__TEKS PILIHAN__
Hingga saat ini, kedua penyintas tragedi kemanusiaan ini masih mendapat perlakuan dikriminasi di desanya, terutama intimidasi berkaitan dengan sejarah kelam tahun 1965. Intimidasi ini juga menyasar generasi muda setempat yang mulai berempati pada sejarah masa lalu desanya. Banyak orang menganggap itu peristiwa silam yang sudah final dan harus dilupakan.
“Silahkan yang menganggap selesai tragedi ini. Kami adalah para korban yang tak bisa melupakan walau bisa memaafkan. Urusan kami yang belum selesai adalah soal ketidakadilan yang telah kami alami”, sergah Sayudi.

__SOAL 1__
Ringkas teks tentang penyintas tragedi 1965 ini dalam dua kalimat.
__SOAL 2__
Tuliskan lanjutan teks tentang penyintas tragedi 1965 ini mulai setelah kalimat terakhirnya.
Baris-baris data di bawah tidak berperan dalam hal ini.

__DATA TERSEDIA__
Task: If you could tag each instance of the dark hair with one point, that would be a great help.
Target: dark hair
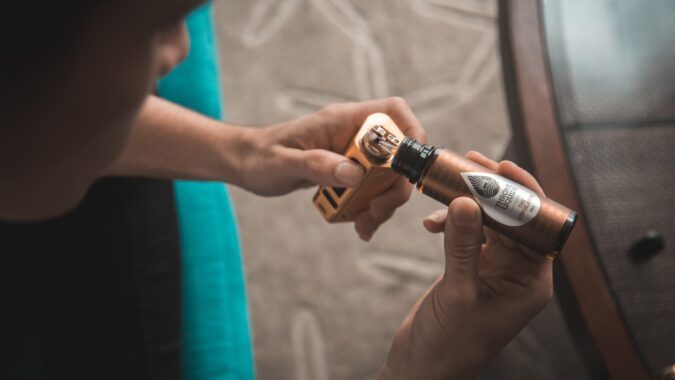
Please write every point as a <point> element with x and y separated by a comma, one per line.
<point>32,30</point>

__JAWABAN TUGAS 1__
Dua penyintas tragedi kemanusiaan 1965 masih mengalami diskriminasi dan intimidasi di desanya, dan intimidasi itu juga menimpa generasi muda setempat yang mulai berempati pada sejarah desa tersebut. Banyak orang menganggap peristiwa itu sudah selesai dan harus dilupakan, tetapi Sayudi menegaskan bahwa para korban tak bisa melupakan walau bisa memaafkan, dan urusan yang belum selesai bagi mereka adalah ketidakadilan yang telah mereka alami.

__JAWABAN TUGAS 2__
Bagi Sayudi, Casmadi dan korban lainnya, kejahatan seperti yang melanda desanya dan secara langsung dialaminya tak kan pernah bisa dilupakannya. Banyak orang BTI dibunuh tanpa diadili, Dulwahid, Kirno, Martono, Marno. Beberapa lainnya, karena ketakutan dan depresi lalu bunuh diri dengan cara minum pestisida. Sayudi sendiri adalah korban persekusi massa Sindangheula 1965.
Ia juga ingat bagaimana Sasmita, Cakra dan Santa adalah petani korban yang dibunuh pertama kali di selatan Penangkapan; dua diantaranya masih ada jejak kuburnya. Seorang lagi teman petaninya, Jaya Surki mati dalam tahanan di penjara Brebes. Penangkapan orang-orang BTI masih terjadi hingga tahun 1968 terhadap Edi Kamsah, Suratman, Taryomi, Tarnuhi; petani Sindangheula yang dituduh ‘PKI Malam’.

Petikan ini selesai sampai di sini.